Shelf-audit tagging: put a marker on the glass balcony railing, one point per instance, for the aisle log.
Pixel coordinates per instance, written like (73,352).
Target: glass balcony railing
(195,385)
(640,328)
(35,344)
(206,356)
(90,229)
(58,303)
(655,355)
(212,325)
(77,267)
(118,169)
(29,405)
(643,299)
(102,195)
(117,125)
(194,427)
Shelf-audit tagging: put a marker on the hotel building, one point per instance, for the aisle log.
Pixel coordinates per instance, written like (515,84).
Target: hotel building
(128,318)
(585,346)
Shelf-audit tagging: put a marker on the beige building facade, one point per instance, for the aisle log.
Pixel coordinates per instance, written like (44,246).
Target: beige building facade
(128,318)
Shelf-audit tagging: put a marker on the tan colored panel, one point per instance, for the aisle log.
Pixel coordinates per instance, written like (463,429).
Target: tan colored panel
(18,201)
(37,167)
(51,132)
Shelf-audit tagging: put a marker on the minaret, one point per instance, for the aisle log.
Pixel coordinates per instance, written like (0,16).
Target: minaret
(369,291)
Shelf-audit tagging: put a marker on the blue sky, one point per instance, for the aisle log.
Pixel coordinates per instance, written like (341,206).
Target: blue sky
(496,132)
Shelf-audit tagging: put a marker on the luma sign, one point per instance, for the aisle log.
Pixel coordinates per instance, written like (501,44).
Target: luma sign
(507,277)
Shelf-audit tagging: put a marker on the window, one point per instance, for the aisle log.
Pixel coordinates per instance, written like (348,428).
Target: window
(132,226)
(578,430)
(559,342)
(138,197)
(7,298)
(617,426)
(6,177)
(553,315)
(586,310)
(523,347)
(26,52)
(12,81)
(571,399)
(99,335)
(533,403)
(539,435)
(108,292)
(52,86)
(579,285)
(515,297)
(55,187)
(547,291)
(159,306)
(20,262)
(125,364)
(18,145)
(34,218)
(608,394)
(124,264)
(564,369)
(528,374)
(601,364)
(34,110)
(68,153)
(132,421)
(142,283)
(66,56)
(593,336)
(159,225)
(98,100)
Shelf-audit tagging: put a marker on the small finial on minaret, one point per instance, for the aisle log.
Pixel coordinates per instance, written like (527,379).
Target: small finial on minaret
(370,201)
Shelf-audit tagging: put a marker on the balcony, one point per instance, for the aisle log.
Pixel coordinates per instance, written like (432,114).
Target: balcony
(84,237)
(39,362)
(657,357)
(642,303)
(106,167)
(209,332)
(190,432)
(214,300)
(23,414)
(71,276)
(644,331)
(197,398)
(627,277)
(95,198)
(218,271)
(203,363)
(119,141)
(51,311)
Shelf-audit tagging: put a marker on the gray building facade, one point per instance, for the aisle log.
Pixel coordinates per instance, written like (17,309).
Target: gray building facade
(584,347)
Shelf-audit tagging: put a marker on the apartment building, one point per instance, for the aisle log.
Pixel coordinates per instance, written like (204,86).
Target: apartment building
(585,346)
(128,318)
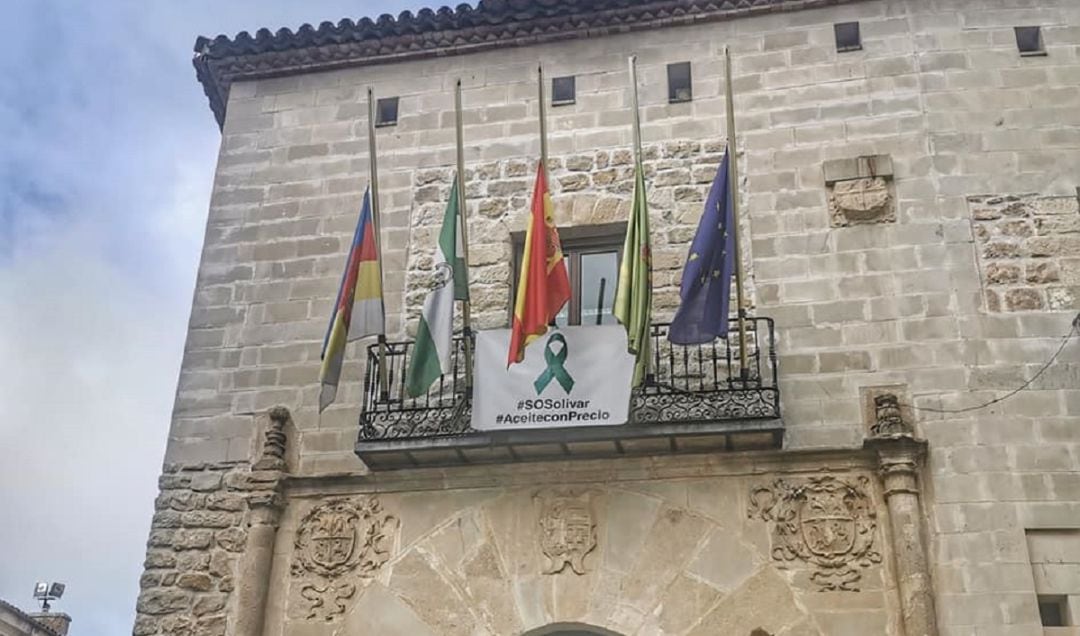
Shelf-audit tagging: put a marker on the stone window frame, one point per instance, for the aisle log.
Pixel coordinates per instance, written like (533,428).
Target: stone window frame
(1025,44)
(564,83)
(576,240)
(848,37)
(1066,603)
(676,92)
(381,112)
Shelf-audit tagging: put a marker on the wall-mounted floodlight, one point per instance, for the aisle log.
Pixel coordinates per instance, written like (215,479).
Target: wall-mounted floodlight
(48,592)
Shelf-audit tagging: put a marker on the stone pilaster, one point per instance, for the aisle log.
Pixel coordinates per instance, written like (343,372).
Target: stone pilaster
(253,572)
(265,505)
(900,457)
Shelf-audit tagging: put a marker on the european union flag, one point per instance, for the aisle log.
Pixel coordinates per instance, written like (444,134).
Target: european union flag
(705,291)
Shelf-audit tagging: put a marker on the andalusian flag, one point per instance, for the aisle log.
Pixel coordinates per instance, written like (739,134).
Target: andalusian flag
(434,338)
(633,301)
(543,286)
(358,311)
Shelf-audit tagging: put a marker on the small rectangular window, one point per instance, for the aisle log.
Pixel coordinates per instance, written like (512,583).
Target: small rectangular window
(386,111)
(848,37)
(563,91)
(1053,610)
(679,85)
(1029,41)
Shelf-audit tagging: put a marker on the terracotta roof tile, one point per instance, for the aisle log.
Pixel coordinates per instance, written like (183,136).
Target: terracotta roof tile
(491,24)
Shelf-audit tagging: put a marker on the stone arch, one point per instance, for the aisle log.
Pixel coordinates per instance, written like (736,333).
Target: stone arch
(570,630)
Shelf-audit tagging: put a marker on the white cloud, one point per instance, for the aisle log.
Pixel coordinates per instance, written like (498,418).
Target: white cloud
(105,177)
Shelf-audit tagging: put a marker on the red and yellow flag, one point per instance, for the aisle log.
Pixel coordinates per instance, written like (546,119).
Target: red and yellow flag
(543,286)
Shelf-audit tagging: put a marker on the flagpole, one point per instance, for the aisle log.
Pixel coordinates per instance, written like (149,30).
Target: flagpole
(638,166)
(463,216)
(543,123)
(637,116)
(374,164)
(733,188)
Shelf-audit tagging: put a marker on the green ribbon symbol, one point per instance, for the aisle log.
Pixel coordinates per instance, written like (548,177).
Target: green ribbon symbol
(555,369)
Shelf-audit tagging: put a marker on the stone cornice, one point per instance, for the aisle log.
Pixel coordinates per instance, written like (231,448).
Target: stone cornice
(630,469)
(491,24)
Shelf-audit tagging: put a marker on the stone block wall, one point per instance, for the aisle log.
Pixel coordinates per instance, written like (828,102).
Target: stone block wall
(1029,254)
(694,549)
(939,88)
(197,533)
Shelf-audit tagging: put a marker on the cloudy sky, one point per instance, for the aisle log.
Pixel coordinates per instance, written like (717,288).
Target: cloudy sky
(106,164)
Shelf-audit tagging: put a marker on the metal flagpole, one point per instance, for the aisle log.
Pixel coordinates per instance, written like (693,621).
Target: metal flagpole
(463,227)
(733,187)
(637,114)
(373,161)
(543,123)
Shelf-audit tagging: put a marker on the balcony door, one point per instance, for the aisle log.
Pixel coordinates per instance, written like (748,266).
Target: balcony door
(593,254)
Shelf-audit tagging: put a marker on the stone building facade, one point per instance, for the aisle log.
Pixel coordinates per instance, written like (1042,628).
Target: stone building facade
(16,622)
(910,224)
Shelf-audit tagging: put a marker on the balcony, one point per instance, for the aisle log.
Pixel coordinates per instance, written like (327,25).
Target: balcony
(696,400)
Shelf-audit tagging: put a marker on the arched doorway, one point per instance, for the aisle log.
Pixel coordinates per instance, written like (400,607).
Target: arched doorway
(570,630)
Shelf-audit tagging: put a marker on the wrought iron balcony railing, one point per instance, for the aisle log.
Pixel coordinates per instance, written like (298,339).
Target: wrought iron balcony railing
(698,384)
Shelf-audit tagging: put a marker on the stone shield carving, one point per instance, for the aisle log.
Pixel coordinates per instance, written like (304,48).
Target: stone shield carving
(825,522)
(861,201)
(339,538)
(567,530)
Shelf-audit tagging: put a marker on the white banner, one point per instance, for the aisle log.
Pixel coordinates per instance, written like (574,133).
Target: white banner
(570,377)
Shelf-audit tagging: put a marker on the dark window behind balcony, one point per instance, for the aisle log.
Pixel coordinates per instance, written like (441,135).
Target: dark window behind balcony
(592,260)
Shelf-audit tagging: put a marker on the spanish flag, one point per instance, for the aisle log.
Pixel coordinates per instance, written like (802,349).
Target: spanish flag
(358,311)
(543,286)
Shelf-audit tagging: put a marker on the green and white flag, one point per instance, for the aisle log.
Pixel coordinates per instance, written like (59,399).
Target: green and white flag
(633,299)
(434,339)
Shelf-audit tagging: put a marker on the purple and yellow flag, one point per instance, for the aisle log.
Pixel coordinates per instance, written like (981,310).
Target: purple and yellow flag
(359,310)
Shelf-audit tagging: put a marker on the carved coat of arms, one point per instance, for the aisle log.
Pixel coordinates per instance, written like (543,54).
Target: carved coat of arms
(567,530)
(333,540)
(825,522)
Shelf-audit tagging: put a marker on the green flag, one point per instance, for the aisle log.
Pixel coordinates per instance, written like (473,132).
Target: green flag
(633,301)
(433,351)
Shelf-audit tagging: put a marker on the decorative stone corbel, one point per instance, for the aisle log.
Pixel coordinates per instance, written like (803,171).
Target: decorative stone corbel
(266,505)
(900,457)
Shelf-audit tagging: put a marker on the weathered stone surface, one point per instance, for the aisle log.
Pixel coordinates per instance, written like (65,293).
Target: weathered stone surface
(163,601)
(1026,257)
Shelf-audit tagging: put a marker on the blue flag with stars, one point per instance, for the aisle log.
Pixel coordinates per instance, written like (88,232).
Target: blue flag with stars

|---|

■ Exercise prompt:
Update the material from the line that contains "Shelf-audit tagging: put a marker on the dark" through the end of the material, replacing "carved coat of arms" with "carved crest" and leaving everything else unchanged. Give back only those lines.

■ Answer to the task:
Shelf-audit tagging: put a marker on the dark window behind balcony, one point per instance, for the aisle log.
Pixel coordinates per instance, written like (441,135).
Target: dark window behind balcony
(592,260)
Shelf-audit tagging: put a marker on the spanish flag, one point per instance, for the aisle log.
Pixel coordinates per instance, written like (802,349).
Target: spanish flag
(358,311)
(543,286)
Shelf-audit tagging: put a marker on the green and white flag, one point per instance, for the aisle log.
Pixel coordinates per instance, written like (59,399).
Target: green and white flag
(633,299)
(434,339)
Shelf-audit tagging: put a marker on the purple and yellow flag, one point per instance, for the aisle log.
Pixel coordinates per instance, written like (981,310).
Target: purple and yellow flag
(359,310)
Shelf-audit tagging: put a marker on the carved crest, one point per instance, for the aisle log.
Pixel coordinates per instance, written like (543,54).
Target: carved crest
(567,530)
(333,540)
(825,522)
Shelf-audit tagging: put a marker on the green flag, one point per instance, for the aisle log.
Pixel coordinates per instance, written like (473,132).
Target: green flag
(633,301)
(433,351)
Shelf-audit tagging: put a marker on the decorative stone corbel, one point per instance, for the aisle log.
Pixel coordinates per instance, written like (803,171).
Target: decorative stone corbel
(266,505)
(900,457)
Shelf-audit tagging: put a marker on the weathered stone surface, one point per instance, for the aisle log.
Pixel coordinates per instance, written like (65,293).
Target: weathered stone surface
(163,601)
(1026,257)
Shelf-audit tagging: put a marker on the blue flag with stars, one point per instance, for the aisle log.
Pixel coordinates per instance, written like (88,232).
Target: blue flag with stars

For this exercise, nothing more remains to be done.